本文抜粋:
━━━━━━━━━━

ママのおまじない(no.76〜no.80)

この「ママのおまじない」は、心臓病の子どものための保育教室『そらとぶペンギン』に通っていた生徒が小学生となり、そのお母さんが2004年から2007年まで、『そらとぶペンギン』のサイトに掲載していたものです。

76.運動会

土曜日、運動会が無事に終わった。
朝、おにいちゃんとゆきのお弁当を作りながら、
なんだか胸がじーんと熱くなってきた。
「おにいちゃん、いろいろあったけど、小学校最後の運動会だね」
「ゆき、練習、大変だったけど頑張ったね。」とか・・・

50メートル走、最後まで走れたね。
準備体操、大玉ころがし、ソーラン節、ニコニコしながら元気にやっていたね。
昨年より、安心して見る事ができた。
今年は、おにいちゃんが気になってしかたがなかった。
「放送係」を立候補したらしく、数日前からかなり緊張していたから。
そーと放送席のうしろにいくと、緊張してキョロキョロしているおにいちゃんがいた。
でもゆっくりはっきりアナウンスしていた。
ふたりとも、大きくなったな~
えらいな~
ありがたい~としみじみ思ったのであった。

私も子ども達に負けじとPTA種目の「つな引き」にでた。
ハッスルしすぎて、腰を痛めたのだ。
がんばったふたりと、情けない私・・・おつかれさまでした!

77.ばっかり病とどうして病

時々、私の中にこの病気たちが出現する。
「ばっかり病」と「どうして病」。

ゆきが、学校の尿検査で血尿がでて、
近くの大学病院に行くように、学校から勧められた。
学校を早退して、小児科の腎臓の専門の先生に診ていただいた。
やはり、病院で採った尿からも「血尿」だけでなく「タンパク」もでていた。
考えられるいろんなことを話してくださった。

心配のないものから、腎炎、腎臓そのものの奇形からくるもの・・・まだまだ
たくさんあったけど、腎臓に関して、まるで知識がないので、
わからない授業をボーと聞いている・・・そんな感じだった。

いろんな検査をして、結果がわかるのは1週間後。
帰りのタクシーの中で、
「いつもゆきばっかり・・・」
「どうして?なにが原因なの?」
そればかり考えていた。

でた!でた!私のばっかり病とどうして病。
これを考え始めるとキリがないのは、自分が一番よくわかっている。
でもどうしていいかわからない。
長い1週間になりそうだ。

78.長いつきあい

尿検査などの結果がでた。
「チアノーゼ性腎症」だろうということ。
この病気は、心臓病からきていて、長いこと酸素の少ない血液の循環から、腎臓にも負荷がかかって「タンパク」などがでてくるというもの。

チアノーゼ・・・こんなところにも影響してくるとは。
納得する反面、
これからなにがおこるのか?という不安な気持ちももちろんあった。

━━━━━━━━━━

作業内容:
A - 「ママのおまじない」の文章を三文にまとめてください。
B - 「ママのおまじない」の文章が途切れたところを引き継ぎ、同じ語り口で続きを書いてください。

━━━━━━━━━━

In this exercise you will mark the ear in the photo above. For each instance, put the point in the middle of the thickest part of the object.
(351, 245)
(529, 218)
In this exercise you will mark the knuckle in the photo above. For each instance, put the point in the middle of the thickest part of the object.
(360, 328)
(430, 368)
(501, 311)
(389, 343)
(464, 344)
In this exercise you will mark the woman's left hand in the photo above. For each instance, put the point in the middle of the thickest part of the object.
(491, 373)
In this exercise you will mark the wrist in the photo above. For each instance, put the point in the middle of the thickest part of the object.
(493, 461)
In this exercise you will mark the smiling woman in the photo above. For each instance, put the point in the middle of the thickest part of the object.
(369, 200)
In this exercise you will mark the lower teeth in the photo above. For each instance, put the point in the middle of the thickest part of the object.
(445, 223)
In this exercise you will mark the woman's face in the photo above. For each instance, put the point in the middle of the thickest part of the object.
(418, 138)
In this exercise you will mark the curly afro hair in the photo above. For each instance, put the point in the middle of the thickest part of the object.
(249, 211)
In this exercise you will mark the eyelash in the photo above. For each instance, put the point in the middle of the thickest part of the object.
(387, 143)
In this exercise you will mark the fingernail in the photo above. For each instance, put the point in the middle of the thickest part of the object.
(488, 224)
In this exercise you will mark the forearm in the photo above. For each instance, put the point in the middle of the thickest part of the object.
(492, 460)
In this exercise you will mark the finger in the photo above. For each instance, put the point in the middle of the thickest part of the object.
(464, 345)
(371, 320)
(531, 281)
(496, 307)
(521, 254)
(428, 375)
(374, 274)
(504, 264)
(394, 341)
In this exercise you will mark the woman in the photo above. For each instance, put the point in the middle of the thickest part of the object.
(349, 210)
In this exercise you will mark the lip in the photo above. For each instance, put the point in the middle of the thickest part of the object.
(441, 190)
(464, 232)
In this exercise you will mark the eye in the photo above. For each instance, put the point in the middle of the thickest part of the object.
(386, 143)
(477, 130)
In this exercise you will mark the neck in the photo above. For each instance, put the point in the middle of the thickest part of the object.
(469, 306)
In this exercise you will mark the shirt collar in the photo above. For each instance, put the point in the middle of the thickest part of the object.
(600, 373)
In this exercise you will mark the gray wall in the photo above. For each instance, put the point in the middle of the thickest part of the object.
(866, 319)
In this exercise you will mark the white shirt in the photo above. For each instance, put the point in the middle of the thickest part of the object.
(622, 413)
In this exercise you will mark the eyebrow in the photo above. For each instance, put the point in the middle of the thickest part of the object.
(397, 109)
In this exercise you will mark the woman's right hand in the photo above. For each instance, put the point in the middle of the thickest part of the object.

━━━━━━━━━━

解答一覧:
A - 運動会では、ゆきが50メートル走や大玉ころがしなどを元気にやり遂げ、放送係に立候補したおにいちゃんも緊張しながらゆっくりはっきりアナウンスし、「私」はPTA種目のつな引きで腰を痛めた。その後、ゆきが学校の尿検査で血尿を指摘され、大学病院で血尿だけでなくタンパクも見つかり、「私」は結果が出るまでの1週間、「ばっかり病」と「どうして病」にとらわれていた。検査の結果、心臓病からくる「チアノーゼ性腎症」だろうと言われ、「私」は納得する一方で、これから何が起こるのかという不安も抱いた。

B -
今のところ、薬の服用もなく、月に一度の尿検査で様子をみていきましょうという
お話しだった。

私がかなり落ち込んでいた様子だったせいか?、先生は、
「数年先になにがおこるということではなく、将来的に腎臓の機能を保っていけるように管理していきましょう」と、丁寧に腎臓の絵も書きながら言ってくださった。
横で話しを聞いていたゆきは、言った。
「先生も絵、上手じゃん!」
(先生も・・・ってあんた!言葉つかいが悪すぎだよ!ゆき!)
暗い気持ちもどこかにふっとんで、先生と笑った。
最後に、先生が一言。

「お母さん、この子、なかなかおもしろいよ!」
ゆきのことで落ち込み、ゆきの言葉で救われた。
この病気とも先生とも長いつきあいになりそうだ。
よろしくお願いします。。。

79.ピアカウンセリング

昨日、守る会主催の「ピアカウンセリング講座」に参加してきた。
ピアって?なんだろう。。。
とても興味深々だった。

同じ立場、状況、共通するものがあるもの同士が話しを聴き、時には、情報提供もする。
そんな風に受け取ったけど、違うかな~?(不安・・・)
あくまでも話し手が主役。
無理強いはしない。

私も病院で知り合ったお母さんと話したりすることが多い。
その時、どうしても相手の話しを聴くというより、自分の経験してきたことを、 話したくなったり、どんなことを言ってもらいたいのだろうかとそんなことばかり考えてしまう。
そして最後は、なにかしらのアドバイスもしたくてたまらなくなる。
時には、相手のお子さんとゆきを比べては、「うちよりいいじゃない!」みたいなことも頭の中をよぎってしまう。
う~最悪だった。

話しを聴くことで、自分自身も癒され、救われることもたくさんあるという。
私は、今まで、たくさんの人に支えてもらってきた。
どんなに救われたことだろう。
これからは、少しずつでも、相手の話しに寄り添って、聴いて、一緒に考えられる・・・
そんな人になりたいと心から思った一日だった。

80.今年のプール

暑い日が続いてきた。
いよいよ今年のプールが始まる。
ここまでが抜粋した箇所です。